Records supplied
________

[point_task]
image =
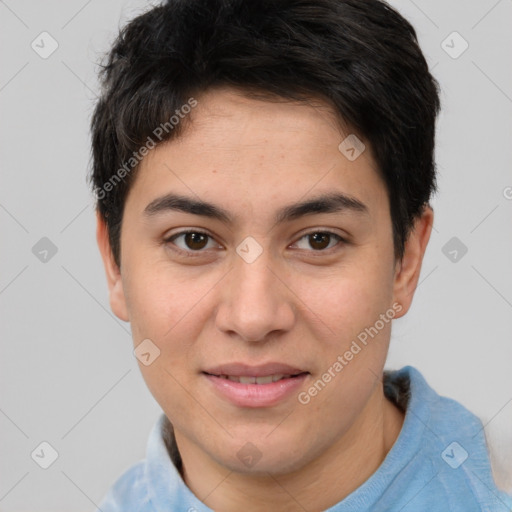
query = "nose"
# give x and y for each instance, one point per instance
(256, 302)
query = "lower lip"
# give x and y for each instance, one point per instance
(257, 395)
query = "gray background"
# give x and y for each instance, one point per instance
(67, 372)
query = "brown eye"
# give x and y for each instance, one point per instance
(318, 241)
(196, 241)
(191, 241)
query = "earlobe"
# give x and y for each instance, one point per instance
(112, 271)
(408, 270)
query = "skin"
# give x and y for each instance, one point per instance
(295, 304)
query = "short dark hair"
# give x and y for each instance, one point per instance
(360, 56)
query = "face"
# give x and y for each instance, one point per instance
(258, 259)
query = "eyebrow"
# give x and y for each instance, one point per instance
(326, 203)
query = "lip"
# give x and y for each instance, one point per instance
(255, 395)
(263, 370)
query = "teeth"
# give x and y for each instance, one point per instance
(256, 380)
(264, 380)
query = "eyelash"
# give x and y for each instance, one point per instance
(194, 254)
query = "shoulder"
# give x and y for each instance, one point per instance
(452, 445)
(129, 493)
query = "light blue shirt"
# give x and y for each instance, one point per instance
(438, 463)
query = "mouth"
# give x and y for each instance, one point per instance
(250, 379)
(255, 386)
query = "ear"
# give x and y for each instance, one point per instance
(112, 271)
(407, 271)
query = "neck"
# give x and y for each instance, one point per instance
(319, 485)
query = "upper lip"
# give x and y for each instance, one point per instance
(245, 370)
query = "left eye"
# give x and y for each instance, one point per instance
(319, 240)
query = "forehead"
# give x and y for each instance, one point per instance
(243, 151)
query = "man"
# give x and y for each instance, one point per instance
(263, 173)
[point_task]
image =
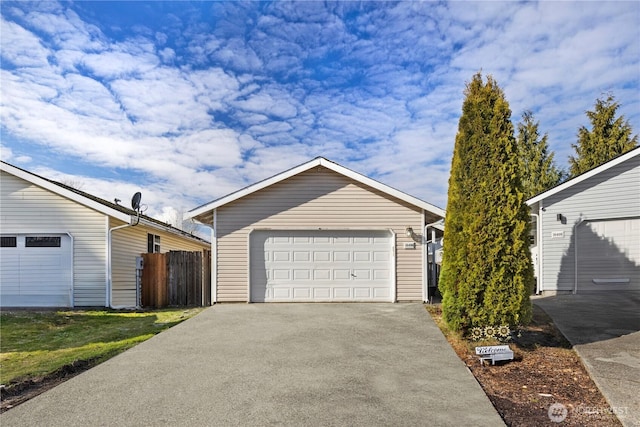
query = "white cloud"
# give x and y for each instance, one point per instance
(199, 107)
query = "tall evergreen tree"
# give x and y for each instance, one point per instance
(609, 136)
(487, 275)
(539, 172)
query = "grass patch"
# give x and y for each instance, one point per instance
(36, 344)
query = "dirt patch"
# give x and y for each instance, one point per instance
(545, 374)
(20, 391)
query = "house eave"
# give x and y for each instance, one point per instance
(202, 213)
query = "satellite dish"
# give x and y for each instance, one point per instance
(135, 201)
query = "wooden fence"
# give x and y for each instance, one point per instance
(176, 278)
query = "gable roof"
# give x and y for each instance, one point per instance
(586, 175)
(111, 209)
(318, 161)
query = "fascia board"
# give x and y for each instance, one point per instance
(50, 186)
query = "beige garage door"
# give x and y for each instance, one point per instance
(314, 265)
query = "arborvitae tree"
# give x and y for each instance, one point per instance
(487, 275)
(609, 136)
(539, 172)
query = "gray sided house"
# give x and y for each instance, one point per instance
(587, 234)
(319, 232)
(61, 247)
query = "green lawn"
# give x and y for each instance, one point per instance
(34, 344)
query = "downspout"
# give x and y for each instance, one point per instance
(540, 248)
(214, 258)
(575, 252)
(425, 261)
(109, 267)
(73, 270)
(538, 258)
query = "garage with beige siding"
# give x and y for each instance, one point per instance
(318, 232)
(588, 229)
(62, 247)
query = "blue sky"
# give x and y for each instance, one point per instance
(188, 101)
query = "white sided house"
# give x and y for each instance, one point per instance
(319, 233)
(588, 230)
(61, 247)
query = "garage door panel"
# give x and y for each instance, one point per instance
(608, 252)
(339, 265)
(321, 293)
(301, 256)
(362, 256)
(341, 256)
(301, 274)
(322, 256)
(36, 276)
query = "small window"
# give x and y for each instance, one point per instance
(8, 242)
(153, 243)
(42, 242)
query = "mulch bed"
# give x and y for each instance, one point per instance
(19, 392)
(545, 372)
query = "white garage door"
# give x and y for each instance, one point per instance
(609, 254)
(35, 270)
(344, 265)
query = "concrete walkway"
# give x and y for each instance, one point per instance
(605, 332)
(276, 364)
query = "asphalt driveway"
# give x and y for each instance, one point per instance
(604, 329)
(276, 364)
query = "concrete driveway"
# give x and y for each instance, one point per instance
(276, 364)
(604, 329)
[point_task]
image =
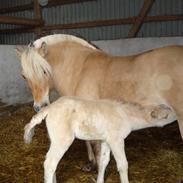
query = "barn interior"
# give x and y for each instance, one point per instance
(119, 27)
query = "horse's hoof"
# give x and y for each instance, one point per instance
(89, 167)
(92, 180)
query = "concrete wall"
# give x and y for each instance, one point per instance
(13, 88)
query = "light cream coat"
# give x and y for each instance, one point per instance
(74, 67)
(111, 122)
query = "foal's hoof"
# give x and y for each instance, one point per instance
(92, 180)
(89, 167)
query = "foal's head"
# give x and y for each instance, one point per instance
(37, 72)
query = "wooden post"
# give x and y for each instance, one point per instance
(139, 21)
(38, 16)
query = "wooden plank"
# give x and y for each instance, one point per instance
(97, 23)
(38, 16)
(139, 21)
(19, 21)
(30, 6)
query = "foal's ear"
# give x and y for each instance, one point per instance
(19, 52)
(43, 50)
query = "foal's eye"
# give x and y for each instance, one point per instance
(23, 76)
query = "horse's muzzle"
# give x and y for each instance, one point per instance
(37, 108)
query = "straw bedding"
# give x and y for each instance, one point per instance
(155, 155)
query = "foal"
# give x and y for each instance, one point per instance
(109, 121)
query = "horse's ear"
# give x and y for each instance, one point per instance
(19, 52)
(43, 50)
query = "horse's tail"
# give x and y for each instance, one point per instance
(29, 128)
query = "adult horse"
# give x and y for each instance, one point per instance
(74, 67)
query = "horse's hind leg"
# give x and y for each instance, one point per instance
(53, 157)
(118, 150)
(103, 162)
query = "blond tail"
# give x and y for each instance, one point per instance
(29, 128)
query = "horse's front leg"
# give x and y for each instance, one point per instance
(53, 157)
(103, 162)
(91, 156)
(118, 150)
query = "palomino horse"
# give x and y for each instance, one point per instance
(74, 67)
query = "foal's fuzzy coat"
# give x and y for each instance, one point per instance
(109, 121)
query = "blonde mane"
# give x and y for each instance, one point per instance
(56, 38)
(34, 65)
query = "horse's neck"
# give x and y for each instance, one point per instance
(67, 61)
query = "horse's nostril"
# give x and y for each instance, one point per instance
(37, 108)
(45, 104)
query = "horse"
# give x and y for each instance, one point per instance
(73, 66)
(109, 121)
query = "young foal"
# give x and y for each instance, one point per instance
(111, 122)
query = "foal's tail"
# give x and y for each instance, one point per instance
(29, 128)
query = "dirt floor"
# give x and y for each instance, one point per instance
(155, 155)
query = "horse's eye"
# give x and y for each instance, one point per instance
(23, 76)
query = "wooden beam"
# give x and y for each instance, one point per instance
(19, 21)
(97, 23)
(139, 21)
(30, 6)
(38, 16)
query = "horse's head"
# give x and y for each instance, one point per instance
(37, 72)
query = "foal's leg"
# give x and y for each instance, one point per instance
(91, 157)
(118, 150)
(53, 157)
(103, 162)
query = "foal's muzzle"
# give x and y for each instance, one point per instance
(37, 108)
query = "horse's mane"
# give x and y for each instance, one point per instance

________

Please go through the material and return each line where the word "mane" appears.

query = "blonde mane"
query = "horse's mane"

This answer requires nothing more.